**Text passage**
Vodka blamed for high number of early deaths in Russia
25 per cent of Russian men die before they are 55, study reports
The image of the vodka-swilling, chapka-clad Russian is a long-held stereotype. But there is a more serious side to the caricature.
The nation's much-loved tipple is a major cause of early death in Russia and has a direct impact on mortality rates in men, new research shows.
The study, published in medical journal The Lancet, says 25 per cent of Russian men die before they are 55 and that most of these deaths are attributable to alcohol consumption. This figure compares to 7 per cent in the UK and less than 1 per cent in the United States.
Over the past 30 years, there has been a positive correlation between the easier availability of vodka and premature death statistics, say scientists.
The study shows that Russian men who drink three or more bottles of vodka a week are 35 per cent more likely to go to an early grave than those who consume less than one.
"Russian death rates have fluctuated wildly over the past 30 years as alcohol restrictions and social stability varied under Presidents Gorbachev, Yeltsin and Putin, and the main thing driving these wild fluctuations in death was vodka," said study co-author Professor Sir Richard Peto, from Oxford University.
"This has been shown in retrospective studies, and now we've confirmed it in a big, reliable prospective study."
Researchers from the Russian Cancer Centre in Moscow, Oxford University in the UK and the World Health Organization International Agency for Research on Cancer, in France, tracked about 151,000 adult men in the Russian cities of Barnaul, Byisk and Tomsk from 1999 to 2010.

**Exercise goal**
List every Russian president named in the article on vodka and early deaths in Russia.

**Available data**
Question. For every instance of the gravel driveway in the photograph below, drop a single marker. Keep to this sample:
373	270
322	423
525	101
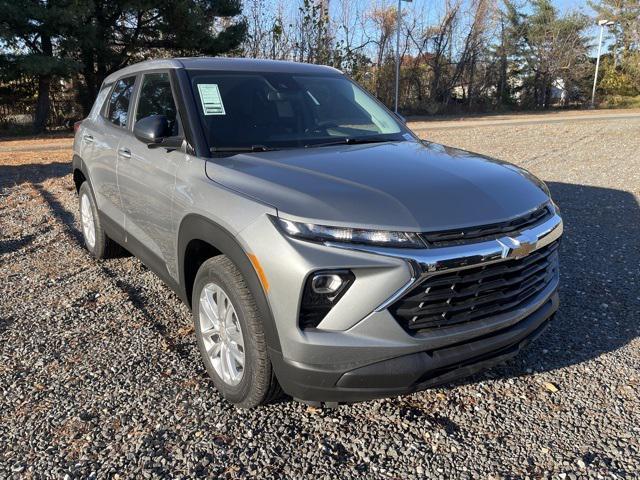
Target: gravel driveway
100	374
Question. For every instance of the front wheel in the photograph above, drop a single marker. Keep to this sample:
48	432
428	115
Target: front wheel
230	336
95	239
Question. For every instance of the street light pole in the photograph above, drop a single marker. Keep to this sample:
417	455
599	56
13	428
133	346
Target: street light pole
399	20
602	23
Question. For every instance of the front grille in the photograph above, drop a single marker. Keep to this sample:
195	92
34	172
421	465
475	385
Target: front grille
450	298
461	236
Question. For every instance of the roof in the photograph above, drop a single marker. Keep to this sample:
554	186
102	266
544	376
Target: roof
225	64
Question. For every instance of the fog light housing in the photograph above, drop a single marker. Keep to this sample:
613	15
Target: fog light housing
326	283
321	292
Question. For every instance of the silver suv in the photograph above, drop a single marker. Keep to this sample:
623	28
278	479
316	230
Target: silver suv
323	248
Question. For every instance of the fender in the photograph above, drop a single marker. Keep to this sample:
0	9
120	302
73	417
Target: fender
197	227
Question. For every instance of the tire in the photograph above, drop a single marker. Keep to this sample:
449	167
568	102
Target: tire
95	240
220	291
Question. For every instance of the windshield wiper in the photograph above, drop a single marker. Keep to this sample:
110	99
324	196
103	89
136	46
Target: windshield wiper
350	141
244	149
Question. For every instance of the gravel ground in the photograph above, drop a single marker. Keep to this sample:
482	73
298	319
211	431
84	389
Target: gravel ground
100	374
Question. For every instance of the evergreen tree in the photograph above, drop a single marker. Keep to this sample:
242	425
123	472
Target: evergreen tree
32	32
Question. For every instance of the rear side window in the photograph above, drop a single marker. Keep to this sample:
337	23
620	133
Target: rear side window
118	109
156	99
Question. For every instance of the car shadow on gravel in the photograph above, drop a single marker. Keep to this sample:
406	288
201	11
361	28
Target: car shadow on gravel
600	274
34	173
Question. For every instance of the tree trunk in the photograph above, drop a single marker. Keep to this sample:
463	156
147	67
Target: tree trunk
44	85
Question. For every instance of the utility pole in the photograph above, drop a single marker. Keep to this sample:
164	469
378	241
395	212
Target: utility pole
602	23
399	26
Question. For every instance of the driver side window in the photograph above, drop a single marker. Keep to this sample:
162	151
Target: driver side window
156	98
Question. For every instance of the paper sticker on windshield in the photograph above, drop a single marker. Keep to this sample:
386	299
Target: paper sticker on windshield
211	99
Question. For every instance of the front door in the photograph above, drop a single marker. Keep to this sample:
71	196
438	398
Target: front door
104	134
146	177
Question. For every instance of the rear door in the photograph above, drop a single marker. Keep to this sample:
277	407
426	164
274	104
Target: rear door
104	134
146	177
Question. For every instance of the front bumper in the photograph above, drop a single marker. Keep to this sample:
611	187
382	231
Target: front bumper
416	371
359	351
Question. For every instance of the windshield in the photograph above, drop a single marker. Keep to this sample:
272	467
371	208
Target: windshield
281	110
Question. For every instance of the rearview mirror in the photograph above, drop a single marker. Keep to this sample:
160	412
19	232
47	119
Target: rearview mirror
152	129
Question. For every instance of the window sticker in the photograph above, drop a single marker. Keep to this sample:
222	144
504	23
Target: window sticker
211	99
313	98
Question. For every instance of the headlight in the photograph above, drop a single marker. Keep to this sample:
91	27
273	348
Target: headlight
323	233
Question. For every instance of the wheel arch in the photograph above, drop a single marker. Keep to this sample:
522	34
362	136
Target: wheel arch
199	238
80	174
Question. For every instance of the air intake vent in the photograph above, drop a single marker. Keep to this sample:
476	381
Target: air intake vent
462	296
486	232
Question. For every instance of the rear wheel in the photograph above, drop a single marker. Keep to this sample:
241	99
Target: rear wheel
96	241
230	336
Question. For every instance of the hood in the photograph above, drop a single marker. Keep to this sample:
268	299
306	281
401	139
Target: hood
406	186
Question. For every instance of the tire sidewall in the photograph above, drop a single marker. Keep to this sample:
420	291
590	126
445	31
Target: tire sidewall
98	247
209	272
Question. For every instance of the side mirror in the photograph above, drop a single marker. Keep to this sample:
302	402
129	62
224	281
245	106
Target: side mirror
152	129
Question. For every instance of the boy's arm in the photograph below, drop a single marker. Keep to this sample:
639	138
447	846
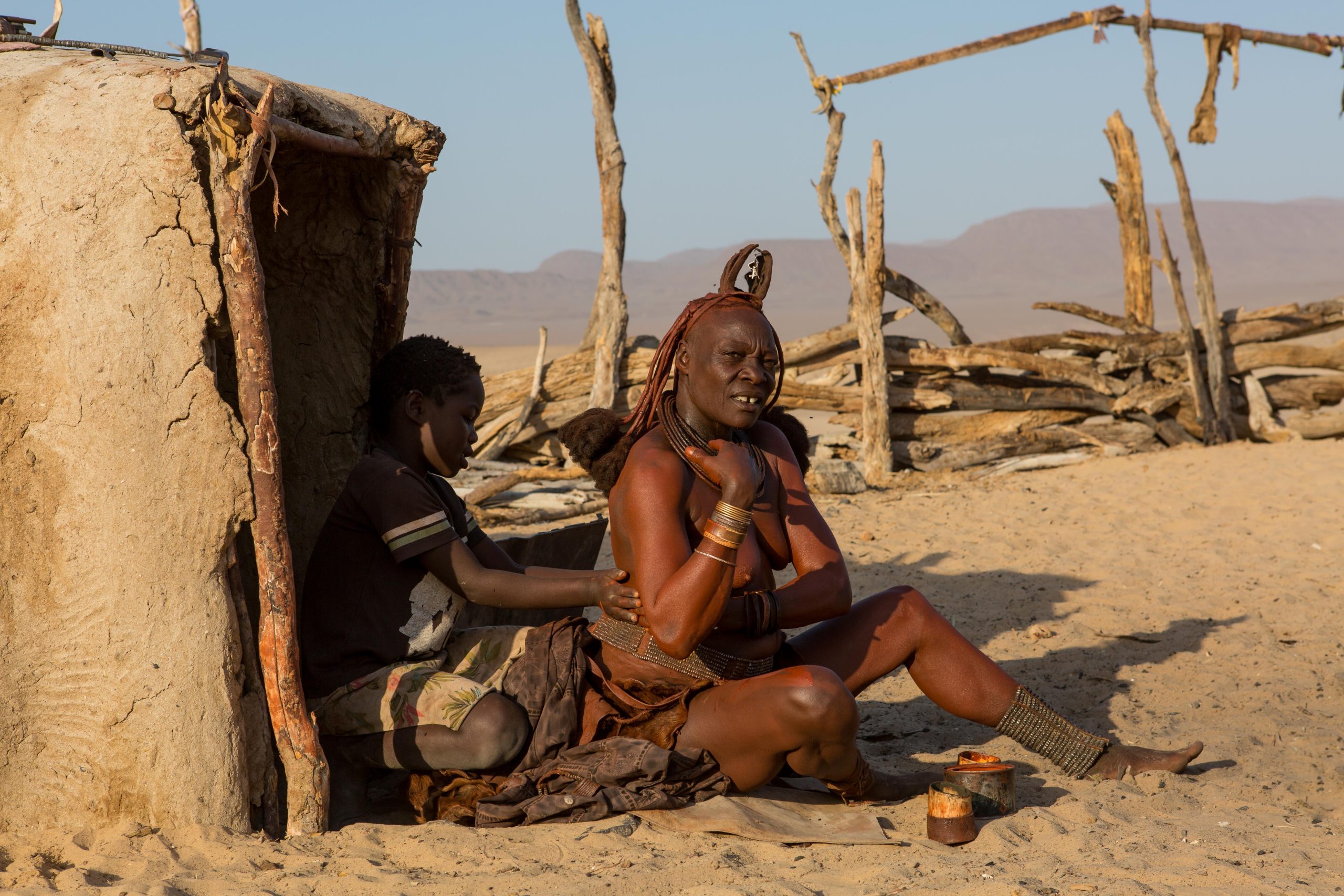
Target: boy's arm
494	556
456	566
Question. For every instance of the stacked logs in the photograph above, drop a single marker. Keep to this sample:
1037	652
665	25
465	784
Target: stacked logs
1074	394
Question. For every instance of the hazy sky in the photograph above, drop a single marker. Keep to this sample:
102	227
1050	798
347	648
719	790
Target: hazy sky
713	109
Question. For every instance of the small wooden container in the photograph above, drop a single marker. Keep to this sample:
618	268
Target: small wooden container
951	817
994	786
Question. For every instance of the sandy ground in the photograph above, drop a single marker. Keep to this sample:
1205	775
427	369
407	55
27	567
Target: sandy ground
1194	594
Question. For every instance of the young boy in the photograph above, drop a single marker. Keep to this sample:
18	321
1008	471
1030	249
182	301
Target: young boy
392	681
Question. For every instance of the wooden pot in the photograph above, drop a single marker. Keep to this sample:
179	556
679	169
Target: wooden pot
951	817
994	786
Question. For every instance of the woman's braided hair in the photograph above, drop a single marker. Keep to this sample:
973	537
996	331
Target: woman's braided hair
596	440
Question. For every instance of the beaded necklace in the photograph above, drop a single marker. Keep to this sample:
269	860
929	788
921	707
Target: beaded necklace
682	437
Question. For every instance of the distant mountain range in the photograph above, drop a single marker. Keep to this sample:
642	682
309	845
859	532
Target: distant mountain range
1261	253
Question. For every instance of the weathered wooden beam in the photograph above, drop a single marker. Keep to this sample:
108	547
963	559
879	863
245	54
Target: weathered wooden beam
1321	45
811	347
867	270
1195	374
1213	321
1011	39
1132	214
1079	373
508	433
234	159
1304	393
611	316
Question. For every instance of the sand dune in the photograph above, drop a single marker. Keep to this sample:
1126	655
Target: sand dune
1187	604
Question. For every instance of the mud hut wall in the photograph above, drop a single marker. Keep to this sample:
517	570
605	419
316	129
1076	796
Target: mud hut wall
121	468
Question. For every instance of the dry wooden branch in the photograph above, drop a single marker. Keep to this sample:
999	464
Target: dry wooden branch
1304	393
1097	18
262	779
1198	385
1150	398
1079	373
57	11
527	475
1264	426
828	340
898	285
190	14
1326	425
967	428
867	269
398	245
1167	429
908	291
566	378
929	456
510	431
611	316
1242	359
1011	394
1079	311
1073	20
1133	227
1323	45
1213	323
236	151
1037	462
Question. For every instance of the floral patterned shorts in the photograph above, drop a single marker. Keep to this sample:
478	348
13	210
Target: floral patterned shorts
437	691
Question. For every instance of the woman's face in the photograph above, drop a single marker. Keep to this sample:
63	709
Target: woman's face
728	366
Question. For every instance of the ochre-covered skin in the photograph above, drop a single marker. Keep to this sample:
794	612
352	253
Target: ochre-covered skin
803	715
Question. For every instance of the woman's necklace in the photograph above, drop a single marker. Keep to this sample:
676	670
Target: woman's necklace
682	437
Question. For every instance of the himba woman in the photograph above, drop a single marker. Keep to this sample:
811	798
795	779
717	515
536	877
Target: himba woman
707	499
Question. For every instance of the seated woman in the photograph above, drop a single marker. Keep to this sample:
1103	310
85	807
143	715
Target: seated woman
707	499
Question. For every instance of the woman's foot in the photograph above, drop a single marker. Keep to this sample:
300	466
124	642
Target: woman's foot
1117	760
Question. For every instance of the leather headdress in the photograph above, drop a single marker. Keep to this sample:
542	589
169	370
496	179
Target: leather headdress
642	419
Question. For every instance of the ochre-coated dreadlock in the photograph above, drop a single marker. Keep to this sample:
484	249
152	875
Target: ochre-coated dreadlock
596	440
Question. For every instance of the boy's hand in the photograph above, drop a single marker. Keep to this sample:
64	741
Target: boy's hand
617	601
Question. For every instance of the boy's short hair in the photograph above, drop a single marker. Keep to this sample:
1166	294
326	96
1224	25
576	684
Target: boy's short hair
426	364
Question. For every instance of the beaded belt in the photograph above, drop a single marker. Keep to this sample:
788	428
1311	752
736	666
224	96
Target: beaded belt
704	662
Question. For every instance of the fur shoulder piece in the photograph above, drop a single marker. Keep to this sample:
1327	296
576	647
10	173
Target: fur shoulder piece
596	442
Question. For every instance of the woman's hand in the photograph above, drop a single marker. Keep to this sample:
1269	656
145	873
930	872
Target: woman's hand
617	601
730	468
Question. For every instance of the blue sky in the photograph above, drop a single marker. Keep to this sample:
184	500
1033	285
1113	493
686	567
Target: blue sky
714	107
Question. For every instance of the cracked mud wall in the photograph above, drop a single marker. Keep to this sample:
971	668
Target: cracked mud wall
123	475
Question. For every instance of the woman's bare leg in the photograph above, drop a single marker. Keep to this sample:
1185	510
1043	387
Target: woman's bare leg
901	628
804	716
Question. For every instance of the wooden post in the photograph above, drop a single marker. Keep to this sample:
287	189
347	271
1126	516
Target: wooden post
190	13
237	144
867	272
898	285
1198	387
393	288
1213	321
611	316
1133	226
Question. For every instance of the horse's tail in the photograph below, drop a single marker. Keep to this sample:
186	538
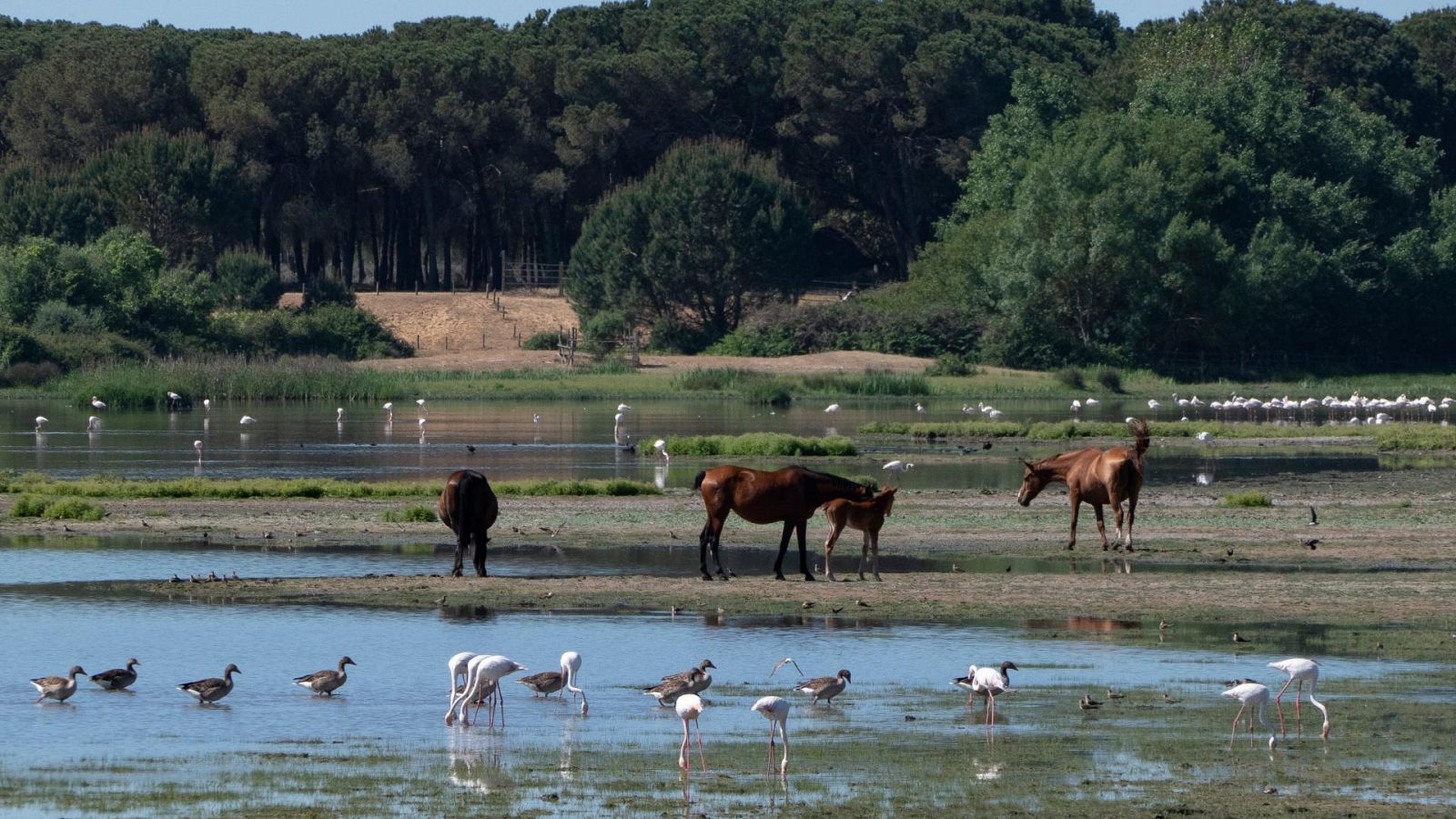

**Finished exercise**
Gorbachev, Yeltsin, Putin